(Saved entries)
★ ★ ★ ★ ★ ★ ★

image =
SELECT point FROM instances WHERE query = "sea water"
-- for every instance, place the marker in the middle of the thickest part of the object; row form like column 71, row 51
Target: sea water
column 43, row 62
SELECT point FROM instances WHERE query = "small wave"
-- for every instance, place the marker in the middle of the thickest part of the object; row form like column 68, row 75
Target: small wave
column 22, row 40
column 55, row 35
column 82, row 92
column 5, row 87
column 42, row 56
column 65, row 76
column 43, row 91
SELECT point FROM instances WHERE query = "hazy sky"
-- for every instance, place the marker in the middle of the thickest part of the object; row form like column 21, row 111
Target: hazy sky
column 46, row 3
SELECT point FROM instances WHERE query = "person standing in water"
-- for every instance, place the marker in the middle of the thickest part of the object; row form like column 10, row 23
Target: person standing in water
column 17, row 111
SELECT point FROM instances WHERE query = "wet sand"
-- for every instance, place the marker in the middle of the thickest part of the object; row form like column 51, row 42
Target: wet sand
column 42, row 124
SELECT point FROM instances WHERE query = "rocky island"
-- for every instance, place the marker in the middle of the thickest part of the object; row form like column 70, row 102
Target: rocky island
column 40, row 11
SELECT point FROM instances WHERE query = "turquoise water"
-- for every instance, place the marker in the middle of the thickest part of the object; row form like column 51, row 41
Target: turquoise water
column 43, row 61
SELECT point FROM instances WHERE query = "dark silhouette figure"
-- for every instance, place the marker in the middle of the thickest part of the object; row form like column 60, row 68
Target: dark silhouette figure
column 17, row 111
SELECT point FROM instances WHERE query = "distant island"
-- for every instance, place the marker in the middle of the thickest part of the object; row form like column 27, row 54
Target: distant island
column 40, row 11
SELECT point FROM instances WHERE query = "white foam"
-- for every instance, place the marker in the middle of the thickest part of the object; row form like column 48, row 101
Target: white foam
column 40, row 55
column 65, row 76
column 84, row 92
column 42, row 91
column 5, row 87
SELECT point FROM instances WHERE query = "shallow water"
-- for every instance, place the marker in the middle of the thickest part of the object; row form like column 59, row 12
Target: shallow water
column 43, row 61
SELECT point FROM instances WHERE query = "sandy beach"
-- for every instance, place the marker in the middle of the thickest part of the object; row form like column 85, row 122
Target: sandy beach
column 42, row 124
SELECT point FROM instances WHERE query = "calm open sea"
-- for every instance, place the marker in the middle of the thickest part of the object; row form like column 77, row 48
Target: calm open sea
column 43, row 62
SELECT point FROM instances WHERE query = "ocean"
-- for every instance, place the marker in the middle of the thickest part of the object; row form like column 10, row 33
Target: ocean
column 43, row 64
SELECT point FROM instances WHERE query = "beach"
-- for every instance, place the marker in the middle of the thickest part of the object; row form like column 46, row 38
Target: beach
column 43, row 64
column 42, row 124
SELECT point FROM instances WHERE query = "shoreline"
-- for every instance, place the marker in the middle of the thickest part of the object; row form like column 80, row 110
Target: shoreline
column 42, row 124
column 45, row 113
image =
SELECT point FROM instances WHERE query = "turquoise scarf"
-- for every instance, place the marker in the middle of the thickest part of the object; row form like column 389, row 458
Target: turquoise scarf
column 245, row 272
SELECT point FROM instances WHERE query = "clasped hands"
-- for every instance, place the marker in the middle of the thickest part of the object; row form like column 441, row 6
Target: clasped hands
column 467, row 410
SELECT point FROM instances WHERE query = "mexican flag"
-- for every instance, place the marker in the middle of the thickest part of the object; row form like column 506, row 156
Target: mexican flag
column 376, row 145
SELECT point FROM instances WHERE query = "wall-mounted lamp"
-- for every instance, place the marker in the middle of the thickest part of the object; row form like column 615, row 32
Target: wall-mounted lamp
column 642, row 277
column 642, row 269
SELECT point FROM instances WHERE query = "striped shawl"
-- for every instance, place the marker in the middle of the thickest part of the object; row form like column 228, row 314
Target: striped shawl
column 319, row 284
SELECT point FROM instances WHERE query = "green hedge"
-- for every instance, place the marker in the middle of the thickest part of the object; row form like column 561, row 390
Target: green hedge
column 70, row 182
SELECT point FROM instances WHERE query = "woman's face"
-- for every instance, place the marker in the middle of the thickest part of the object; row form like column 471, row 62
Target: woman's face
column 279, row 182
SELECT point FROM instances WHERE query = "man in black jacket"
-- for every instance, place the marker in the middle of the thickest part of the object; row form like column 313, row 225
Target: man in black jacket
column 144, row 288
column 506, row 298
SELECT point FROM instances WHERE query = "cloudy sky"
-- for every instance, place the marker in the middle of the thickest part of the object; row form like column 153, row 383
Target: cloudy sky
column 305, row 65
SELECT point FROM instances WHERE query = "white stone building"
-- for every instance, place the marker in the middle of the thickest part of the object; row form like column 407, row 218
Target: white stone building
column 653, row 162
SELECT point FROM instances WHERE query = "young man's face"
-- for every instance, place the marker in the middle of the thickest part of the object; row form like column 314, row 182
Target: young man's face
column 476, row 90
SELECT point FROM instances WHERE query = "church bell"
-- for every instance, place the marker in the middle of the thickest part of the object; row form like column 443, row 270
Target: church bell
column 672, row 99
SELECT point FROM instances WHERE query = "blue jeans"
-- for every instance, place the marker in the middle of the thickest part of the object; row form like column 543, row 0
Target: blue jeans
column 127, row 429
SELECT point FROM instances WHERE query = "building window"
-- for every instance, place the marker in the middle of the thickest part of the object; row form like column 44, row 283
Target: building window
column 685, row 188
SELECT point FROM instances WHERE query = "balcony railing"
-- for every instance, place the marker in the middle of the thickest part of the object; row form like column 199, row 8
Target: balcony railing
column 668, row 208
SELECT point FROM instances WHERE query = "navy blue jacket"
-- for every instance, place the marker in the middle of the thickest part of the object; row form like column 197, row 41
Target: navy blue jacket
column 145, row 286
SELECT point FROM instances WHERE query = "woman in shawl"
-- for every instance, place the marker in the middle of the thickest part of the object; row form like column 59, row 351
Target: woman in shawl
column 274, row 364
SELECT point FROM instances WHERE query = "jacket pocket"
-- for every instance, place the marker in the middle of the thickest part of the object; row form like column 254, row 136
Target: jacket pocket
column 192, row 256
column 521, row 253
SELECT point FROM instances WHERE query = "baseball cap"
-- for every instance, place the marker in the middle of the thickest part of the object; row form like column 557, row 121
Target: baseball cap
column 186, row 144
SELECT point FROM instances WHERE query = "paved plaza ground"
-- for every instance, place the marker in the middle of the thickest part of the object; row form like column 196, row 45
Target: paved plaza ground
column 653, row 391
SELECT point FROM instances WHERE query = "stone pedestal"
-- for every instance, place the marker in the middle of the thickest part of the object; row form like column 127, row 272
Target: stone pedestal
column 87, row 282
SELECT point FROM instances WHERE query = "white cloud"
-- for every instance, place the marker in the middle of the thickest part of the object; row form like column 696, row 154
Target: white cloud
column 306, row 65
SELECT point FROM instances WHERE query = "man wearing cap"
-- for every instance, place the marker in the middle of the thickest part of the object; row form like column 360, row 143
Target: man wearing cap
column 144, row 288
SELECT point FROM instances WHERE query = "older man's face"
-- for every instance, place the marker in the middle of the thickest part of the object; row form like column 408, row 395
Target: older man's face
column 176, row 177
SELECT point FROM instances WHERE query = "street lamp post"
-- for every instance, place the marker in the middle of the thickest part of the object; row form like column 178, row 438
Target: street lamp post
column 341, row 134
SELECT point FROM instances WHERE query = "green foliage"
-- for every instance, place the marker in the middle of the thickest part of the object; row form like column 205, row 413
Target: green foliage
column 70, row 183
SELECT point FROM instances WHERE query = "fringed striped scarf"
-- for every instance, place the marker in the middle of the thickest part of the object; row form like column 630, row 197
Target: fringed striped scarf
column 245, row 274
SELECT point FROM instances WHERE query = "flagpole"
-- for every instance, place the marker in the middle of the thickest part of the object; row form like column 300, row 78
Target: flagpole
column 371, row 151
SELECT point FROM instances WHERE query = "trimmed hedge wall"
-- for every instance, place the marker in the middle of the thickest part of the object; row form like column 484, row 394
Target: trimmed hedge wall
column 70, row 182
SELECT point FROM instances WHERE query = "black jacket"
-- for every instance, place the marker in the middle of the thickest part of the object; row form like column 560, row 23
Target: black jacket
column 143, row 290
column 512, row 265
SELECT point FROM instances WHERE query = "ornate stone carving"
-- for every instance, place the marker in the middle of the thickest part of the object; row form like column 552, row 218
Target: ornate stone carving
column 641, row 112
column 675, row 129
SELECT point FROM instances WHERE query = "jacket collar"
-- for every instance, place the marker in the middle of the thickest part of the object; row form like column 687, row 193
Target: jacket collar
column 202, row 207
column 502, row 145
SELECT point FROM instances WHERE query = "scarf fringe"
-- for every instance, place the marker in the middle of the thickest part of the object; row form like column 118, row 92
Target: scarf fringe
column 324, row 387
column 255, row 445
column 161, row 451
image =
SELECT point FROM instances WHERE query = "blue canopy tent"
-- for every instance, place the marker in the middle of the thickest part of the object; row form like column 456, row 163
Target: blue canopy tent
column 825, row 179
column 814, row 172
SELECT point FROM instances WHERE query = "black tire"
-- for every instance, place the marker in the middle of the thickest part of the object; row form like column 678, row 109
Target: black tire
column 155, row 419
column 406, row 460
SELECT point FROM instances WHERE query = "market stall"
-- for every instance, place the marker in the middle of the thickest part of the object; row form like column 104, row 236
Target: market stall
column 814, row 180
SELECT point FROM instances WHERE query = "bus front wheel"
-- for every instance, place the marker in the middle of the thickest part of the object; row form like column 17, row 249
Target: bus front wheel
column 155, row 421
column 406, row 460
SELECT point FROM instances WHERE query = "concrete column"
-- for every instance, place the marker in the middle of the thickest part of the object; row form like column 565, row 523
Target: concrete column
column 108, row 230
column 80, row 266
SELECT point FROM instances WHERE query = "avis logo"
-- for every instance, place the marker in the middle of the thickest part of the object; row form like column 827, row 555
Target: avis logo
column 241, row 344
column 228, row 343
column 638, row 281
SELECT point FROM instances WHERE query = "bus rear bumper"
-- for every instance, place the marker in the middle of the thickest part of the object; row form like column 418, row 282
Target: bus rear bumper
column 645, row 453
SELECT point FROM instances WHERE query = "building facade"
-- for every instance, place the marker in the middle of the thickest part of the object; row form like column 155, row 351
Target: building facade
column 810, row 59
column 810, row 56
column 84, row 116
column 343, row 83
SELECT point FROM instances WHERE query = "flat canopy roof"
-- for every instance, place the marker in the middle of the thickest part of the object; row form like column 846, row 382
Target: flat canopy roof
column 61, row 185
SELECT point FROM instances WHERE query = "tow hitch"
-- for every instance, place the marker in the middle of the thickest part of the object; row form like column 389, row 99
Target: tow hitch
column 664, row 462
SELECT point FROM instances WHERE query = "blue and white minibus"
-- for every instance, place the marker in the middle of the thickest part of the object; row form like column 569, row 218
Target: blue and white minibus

★ ★ ★ ★ ★ ★ ★

→ **TO DO**
What you return should be exactly the lines above, starting at the one with "314, row 182" and ending at the one with "443, row 270", and nothing else.

→ **WRITTEN REPLY**
-- for every instance, place the marker in the middle of the thickest part of the object; row form like column 314, row 182
Target: young man's face
column 476, row 90
SELECT point FROM instances WHERE query = "church bell"
-- for every instance, place the marker in the middle of the thickest part of the object; row form like column 443, row 270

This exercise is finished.